Aim of the task: Change every "Place a point on" in the entries below to "Mark", and leave the rest of each entry as it is.

___ Input ___

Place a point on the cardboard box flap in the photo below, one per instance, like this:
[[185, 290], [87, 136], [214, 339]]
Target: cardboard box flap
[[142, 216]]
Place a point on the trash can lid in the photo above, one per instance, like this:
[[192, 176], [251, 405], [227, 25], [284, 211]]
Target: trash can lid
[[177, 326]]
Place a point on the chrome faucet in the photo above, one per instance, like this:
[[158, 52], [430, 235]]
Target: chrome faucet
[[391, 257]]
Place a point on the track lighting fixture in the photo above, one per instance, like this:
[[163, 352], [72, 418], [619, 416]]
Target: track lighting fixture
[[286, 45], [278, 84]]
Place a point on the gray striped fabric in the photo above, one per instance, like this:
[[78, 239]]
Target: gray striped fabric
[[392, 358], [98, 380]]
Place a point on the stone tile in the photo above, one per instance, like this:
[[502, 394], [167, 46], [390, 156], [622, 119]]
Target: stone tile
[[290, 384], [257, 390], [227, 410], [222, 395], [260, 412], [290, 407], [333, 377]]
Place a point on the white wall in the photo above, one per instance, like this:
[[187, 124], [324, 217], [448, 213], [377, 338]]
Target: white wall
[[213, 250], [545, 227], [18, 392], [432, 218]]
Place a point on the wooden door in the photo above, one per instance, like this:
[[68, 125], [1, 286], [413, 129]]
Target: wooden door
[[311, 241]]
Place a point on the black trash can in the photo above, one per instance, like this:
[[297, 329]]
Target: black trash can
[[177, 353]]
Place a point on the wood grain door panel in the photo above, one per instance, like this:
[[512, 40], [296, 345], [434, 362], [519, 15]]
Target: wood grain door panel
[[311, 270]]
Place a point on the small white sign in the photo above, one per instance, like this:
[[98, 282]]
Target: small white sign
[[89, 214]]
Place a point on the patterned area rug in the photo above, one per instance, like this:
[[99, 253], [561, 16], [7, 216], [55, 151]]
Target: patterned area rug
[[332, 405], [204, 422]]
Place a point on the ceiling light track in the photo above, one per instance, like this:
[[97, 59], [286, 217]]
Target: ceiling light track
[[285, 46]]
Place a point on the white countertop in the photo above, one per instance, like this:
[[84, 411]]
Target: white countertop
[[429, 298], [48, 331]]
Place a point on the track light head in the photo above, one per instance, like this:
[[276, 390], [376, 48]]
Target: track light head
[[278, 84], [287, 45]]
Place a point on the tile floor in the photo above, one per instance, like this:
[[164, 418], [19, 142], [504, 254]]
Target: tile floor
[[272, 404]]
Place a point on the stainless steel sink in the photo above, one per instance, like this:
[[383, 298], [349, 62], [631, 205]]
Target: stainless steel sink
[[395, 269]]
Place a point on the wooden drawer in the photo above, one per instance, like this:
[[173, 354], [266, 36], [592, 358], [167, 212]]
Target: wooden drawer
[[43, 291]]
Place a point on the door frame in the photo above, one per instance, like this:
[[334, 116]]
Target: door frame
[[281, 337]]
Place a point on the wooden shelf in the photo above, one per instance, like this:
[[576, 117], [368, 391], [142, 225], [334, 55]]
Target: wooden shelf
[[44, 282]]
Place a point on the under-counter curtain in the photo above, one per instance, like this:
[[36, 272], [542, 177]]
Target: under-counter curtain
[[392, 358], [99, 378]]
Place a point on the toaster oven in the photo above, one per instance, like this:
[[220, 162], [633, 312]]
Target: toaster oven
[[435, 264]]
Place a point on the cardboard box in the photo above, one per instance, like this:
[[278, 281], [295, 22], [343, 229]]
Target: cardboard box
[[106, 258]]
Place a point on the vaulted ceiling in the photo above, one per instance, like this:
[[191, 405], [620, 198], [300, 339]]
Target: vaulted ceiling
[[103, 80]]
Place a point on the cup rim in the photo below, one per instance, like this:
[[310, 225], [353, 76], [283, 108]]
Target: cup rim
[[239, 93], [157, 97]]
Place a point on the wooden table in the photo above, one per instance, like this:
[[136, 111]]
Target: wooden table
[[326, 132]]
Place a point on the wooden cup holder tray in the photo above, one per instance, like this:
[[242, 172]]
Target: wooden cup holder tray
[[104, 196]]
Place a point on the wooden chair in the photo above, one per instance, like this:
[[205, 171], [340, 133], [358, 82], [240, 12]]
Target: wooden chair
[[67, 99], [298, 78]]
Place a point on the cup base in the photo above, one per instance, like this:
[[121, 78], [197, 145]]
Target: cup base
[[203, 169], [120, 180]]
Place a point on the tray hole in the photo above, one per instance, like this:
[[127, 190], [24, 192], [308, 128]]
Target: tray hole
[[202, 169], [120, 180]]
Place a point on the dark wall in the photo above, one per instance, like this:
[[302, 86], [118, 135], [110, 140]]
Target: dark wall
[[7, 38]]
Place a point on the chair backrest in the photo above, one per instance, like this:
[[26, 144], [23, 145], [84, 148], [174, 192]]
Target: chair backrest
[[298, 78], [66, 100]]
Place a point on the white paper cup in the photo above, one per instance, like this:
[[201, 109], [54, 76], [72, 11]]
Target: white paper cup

___

Answer:
Mark the cardboard box flap in the photo below, one per instance, like this:
[[185, 290], [87, 136], [214, 339]]
Target: cardboard box flap
[[142, 216]]
Mark the trash can lid in the photo above, one per instance, like this:
[[192, 176], [251, 405], [227, 25], [284, 211]]
Target: trash can lid
[[177, 326]]
Mark the chrome faucet in the photo above, one per instance, like this:
[[158, 52], [430, 235]]
Target: chrome faucet
[[391, 257]]
Mark the track lighting fixture in the photo above, one per instance, like this:
[[163, 352], [72, 418], [619, 416]]
Target: track lighting fixture
[[286, 45], [278, 84]]
Mark the gray striped fabric in the photo above, one per instance, like this:
[[78, 239]]
Target: gray striped fabric
[[392, 358], [98, 380]]
Mark the stone tile in the photo above, one per instance, like this:
[[502, 394], [167, 46], [390, 156], [622, 119]]
Target: stone tile
[[290, 384], [257, 390], [227, 410], [222, 395], [260, 412], [290, 407], [333, 377]]
Mark the white wall in the photo above, one per instance, like this:
[[187, 124], [324, 217], [448, 213], [377, 338]]
Target: white wall
[[213, 250], [545, 227], [18, 392], [432, 218]]
Mark the wooden door in the photo above, one per instance, like this:
[[68, 125], [1, 286], [413, 129]]
Target: wooden door
[[311, 241]]
Mark the black trash can in the photo above, one per instance, like this:
[[297, 329]]
Target: black trash can
[[177, 353]]
Mark the wood grain door panel in the photo above, one per instance, like this:
[[512, 40], [296, 345], [434, 362], [519, 15]]
Target: wood grain door panel
[[311, 270]]
Mark the small white sign in the photo above, one per instance, like this:
[[98, 282]]
Target: small white sign
[[89, 214]]
Mark the patterned area rug in the photo above, one per instance, like this:
[[99, 253], [561, 16], [7, 216], [55, 151]]
Target: patterned area rug
[[332, 405], [204, 422]]
Mark the ceiling light track in the photo above, one per instance, like this:
[[97, 59], [286, 217]]
Target: ceiling light track
[[285, 46]]
Mark the white countertop in the photo above, one per instance, like this:
[[84, 411]]
Target: white countertop
[[429, 298], [48, 331]]
Mark the track light head in the photo above, one per instance, like this:
[[276, 390], [376, 48]]
Target: track light head
[[278, 84], [287, 45]]
Mark the tile floor in the photo above, one per instance, like this:
[[164, 418], [19, 142], [504, 254]]
Target: tile floor
[[272, 404]]
Mark the stainless steel sink in the photo above, one per instance, like this:
[[383, 298], [349, 62], [631, 205]]
Target: stainless steel sink
[[395, 269]]
Mark the wooden drawer in the photo above, one per instance, like this:
[[173, 354], [266, 36], [592, 358], [167, 212]]
Target: wooden drawer
[[43, 291]]
Mark the door frame in the photo above, one per instance, like this:
[[334, 116]]
Target: door frame
[[281, 337]]
Mark the wooden shelf in the photo above, one per instance, like this:
[[576, 117], [368, 391], [142, 225], [334, 55]]
Target: wooden shelf
[[44, 282]]
Mark the under-counter curtain in the photo above, one per instance, like this:
[[36, 272], [542, 177]]
Target: under-counter curtain
[[392, 358], [99, 378]]
Mark the toaster oven in the photo above, one per instance, like this:
[[220, 162], [633, 312]]
Target: toaster oven
[[435, 264]]
Mark the cardboard box in the photo above, one per instance, like this:
[[278, 281], [295, 22], [343, 229]]
Target: cardboard box
[[106, 258]]
Mark the vaulted ceiling in the photo above, one per instance, like this:
[[191, 405], [620, 198], [300, 339]]
Target: vaulted ceiling
[[103, 80]]
Mark the cup rim in the photo below, one per instance, like this:
[[310, 225], [353, 76], [283, 108]]
Target: cup rim
[[239, 93], [157, 97]]
Mark the wooden table in the photo above, one per instance, like this:
[[136, 111]]
Target: wooden table
[[326, 132]]
Mark the wooden cup holder tray in the photo above, one per instance, like this:
[[242, 172]]
Target: wooden cup holder tray
[[104, 196]]
Mark the wooden chair in the photo above, one per instance, like this:
[[205, 171], [340, 133], [358, 82], [240, 12]]
Target: wooden chair
[[67, 99], [298, 78]]
Mark the cup base in the photo above, one per instance, like this:
[[121, 78], [197, 145]]
Target: cup base
[[203, 169], [120, 180]]
Mark the tray hole in the photo above, one per instance, like this:
[[127, 190], [24, 192], [308, 128]]
Target: tray hole
[[202, 169], [120, 180]]
Mark the dark wall in the photo above, one per instance, like this:
[[302, 86], [118, 135], [110, 140]]
Target: dark wall
[[7, 38]]
Mark the chair backrest in the photo above, one per instance, like this:
[[26, 144], [23, 145], [84, 148], [174, 192]]
Target: chair backrest
[[298, 78], [66, 100]]
Mark the white paper cup in the photo above, one per instance, like this:
[[201, 109], [54, 76], [72, 11]]
Target: white paper cup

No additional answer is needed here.